Recentemente, Russell Moore entrevistou em seu programa o recém-aposentado pastor Rick Warren — autor de Uma Vida com Propósitos.
Eles discutiram sua transição pastoral e seus planos para o futuro, bem como a desfiliação da Igreja Saddleback da Convenção Batista do Sul ( SBC ), por contratar uma pastora para desempenhar uma função de ensino em sua equipe.
Como plantador e ex-pastor da conhecida congregação, Warren contou como seus pontos de vista sobre mulheres na liderança da igreja mudaram, quando ele reexaminou certas passagens da Escrituras, como a da Grande Comissão.
O texto a seguir é uma adaptação do áudio original da entrevista, que pode ser ouvido aqui, em inglês.
Rick: Estava eu aqui, pronto para me juntar, ao lado de Beth Moore, Russell Moore e mais alguns outros, ao antigo grupo de apoio da denominação Batista do Sul. Então, na semana passada, fui expulso. Na verdade, não é uma surpresa para mim. Comecei a Saddleback Church há 43 anos — sou a quarta geração de Batistas do Sul em minha família, e meu avô, Chester Armstrong, era parente de Annie Armstrong (missionária batista muito conhecida e respeitada)[…]
Meu tataravô foi levado a Cristo por Charles Spurgeon, e enviado para a América para plantar igrejas, na década de 1860. Portanto, eu tenho um longo histórico batista. Mas, quer saber de uma coisa? Fizemos uma porção de coisas que não seguiram ao pé da letra a tradição batista. Em 1980, quando comecei a igreja, não colocamos “Batista” no nome — e isso era algo inédito há 40 anos. […] É uma Convenção diferente do que era, e sentimos falta daqueles grandes líderes que costumavam estar nela. […]
Russell: Você disse que não ficou surpreso. Eu fiquei impressionado. Porque — tendo em vista de todas as crises envolvendo o tratamento dado às mulheres e ao abuso sexual dentro da SBC — simplesmente não acho que dizer que uma igreja está dando muito espaço às mulheres seja de fato o problema na SBC [essa é a minha visão. Eu não pude acreditar que era isso que eles estavam pressupondo. …]
Rick: Deixe-me dizer uma palavra sobre isso. Não é por acaso que as mesmas vozes que disseram “Não podemos proteger as mulheres de abuso, por causa da autonomia das igrejas locais” são as mesmas vozes que estão dizendo “Mas podemos impedir que [as mulheres] sejam chamadas de pastoras, dentro da autonomia das igrejas locais”. Logo, a autonomia só importa se for conveniente para você.
Em outras palavras, eles claramente pensam: Nós temos poder de decisão em sua igreja na questão dos títulos da equipe pastoral; porém, foi um equívoco dizerem: “Não podemos fazer nada — não somos responsáveis por esse abuso que está acontecendo, porque as igrejas são autônomas e independentes”. Absurdo.
Russell: Alguns deles provavelmente diriam que a confissão de fé afirma que o ofício de pastor [deve] ser exercido por homens, conforme certificam as Escrituras. E a Saddleback agora tem mulheres pastoras. Como você vê isso?

= = = = =

### Instrução escrita 1
Conforme a entrevista com Rick Warren, em que ano ele começou a igreja?
### Instrução escrita 2
Indique se cada afirmação abaixo está de acordo com a entrevista com Rick Warren, citando as palavras do texto que decidem a resposta: (a) Warren é a quarta geração de Batistas do Sul em sua família. (b) O tataravô de Warren foi enviado à América para plantar igrejas na década de 1920. (c) A igreja foi fundada com "Batista" no nome.
### Instrução escrita 3
Estenda a entrevista com Rick Warren, dando sequência ao texto após a última fala apresentada.

### Registros de anotação de coordenadas
= = = = =

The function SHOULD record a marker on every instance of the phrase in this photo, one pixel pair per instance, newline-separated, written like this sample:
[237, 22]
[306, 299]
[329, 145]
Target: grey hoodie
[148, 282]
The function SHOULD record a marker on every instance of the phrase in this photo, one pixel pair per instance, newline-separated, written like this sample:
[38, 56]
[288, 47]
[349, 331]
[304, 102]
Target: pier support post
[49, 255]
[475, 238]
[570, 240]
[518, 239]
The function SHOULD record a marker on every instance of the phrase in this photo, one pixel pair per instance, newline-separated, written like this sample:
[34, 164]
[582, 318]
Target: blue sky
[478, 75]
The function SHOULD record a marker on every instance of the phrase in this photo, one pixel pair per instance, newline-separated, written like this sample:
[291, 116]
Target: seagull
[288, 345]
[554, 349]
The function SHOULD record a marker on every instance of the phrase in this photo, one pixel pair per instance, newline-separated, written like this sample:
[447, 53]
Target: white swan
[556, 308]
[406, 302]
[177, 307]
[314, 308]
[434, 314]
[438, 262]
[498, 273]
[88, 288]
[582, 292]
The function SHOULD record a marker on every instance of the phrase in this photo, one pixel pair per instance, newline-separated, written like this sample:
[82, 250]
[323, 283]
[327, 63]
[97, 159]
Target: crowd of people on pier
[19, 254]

= = = = =

### Resposta 1
Em 1980.

### Resposta 2
(a) Sim: "sou a quarta geração de Batistas do Sul em minha família".
(b) Não: "enviado para a América para plantar igrejas, na década de 1860".
(c) Não: "não colocamos “Batista” no nome".

### Resposta 3
Rick: Bem, em primeiro lugar, os Batistas do Sul sempre tiveram uma postura anticredo. Cresci com a frase: “Não temos outro credo senão Cristo; não temos outro livro senão a Bíblia”. Esta não é uma batalha entre liberais e conservadores [de um ponto de vista teológico] . [Os] liberais saíram há muito tempo. Todos na SBC acreditam na inerrância das Escrituras. Ora, estamos falando de diferença de interpretação. Essas passagens específicas — Tito, Timóteo e Coríntios — têm centenas, literalmente centenas, de interpretações.
Devemos ser capazes de banir pessoas por causa de pecado, racismo, abuso sexual, outros pecados sexuais, coisas assim. Mas isso acabou […] Quer dizer, podemos discordar sobre a expiação; podemos discordar sobre a eleição; e podemos discordar sobre o dispensacionalismo; podemos discordar sobre [a] Segunda Vinda; podemos discordar sobre a natureza do pecado; mas não podemos discordar sobre quem você chama para a sua equipe pastoral?
Aqui está a diferença: esta é a mesma velha batalha que vem acontecendo há 100 anos na SBC […] entre batistas conservadores e batistas fundamentalistas. Hoje, o fundamentalismo é uma palavra que mudou de sentido.
Cem anos atrás, eu me chamaria de fundamentalista. Porque, na década de 1920, isso significava que você defendia as doutrinas históricas da igreja, a expiação do sangue de Cristo, a autoridade das Escrituras — todas as doutrinas cardeais básicas do protestantismo evangélico. Mas essa palavra mudou, porque, hoje, temos muçulmanos fundamentalistas, budistas fundamentalistas. Temos ateus fundamentalistas. Temos comunistas fundamentalistas. Temos fundamentalistas que são secularistas. Hoje, ser fundamentalista significa que você parou de ouvir o que o outro tem a dizer […]
Portanto, primeiramente, eu creio na inerrância das Escrituras. E não creio na inerrância de sua interpretação — inclusive, nem na inerrância da minha interpretação. É por isso que devo dizer que posso estar errado. Temos de nos aproximar das Escrituras com humildade, dizendo: “Posso estar errado”. Você nunca ouvirá um fundamentalista dizer isto: “Posso estar errado”. […] Um batista conservador crê na inerrância das Escrituras. Um batista fundamentalista crê na inerrância de sua própria interpretação. Essa é uma grande diferença.
Russell: Mas você certamente concordaria que se a Saddleback tivesse batizado bebês, por exemplo, outras igrejas diriam: “Ok, existem igrejas de todo tipo que fazem isso, mas a Saddleback não é uma igreja batista, se eles fazem isso.”
Rick: Sim, com certeza. Este é o ponto: eu acredito que a igreja, em sua melhor fase, foi a igreja em seu nascimento. E, sendo bem honesto, tenho de dizer que não estava planejando falar sobre esse assunto com você, Russell.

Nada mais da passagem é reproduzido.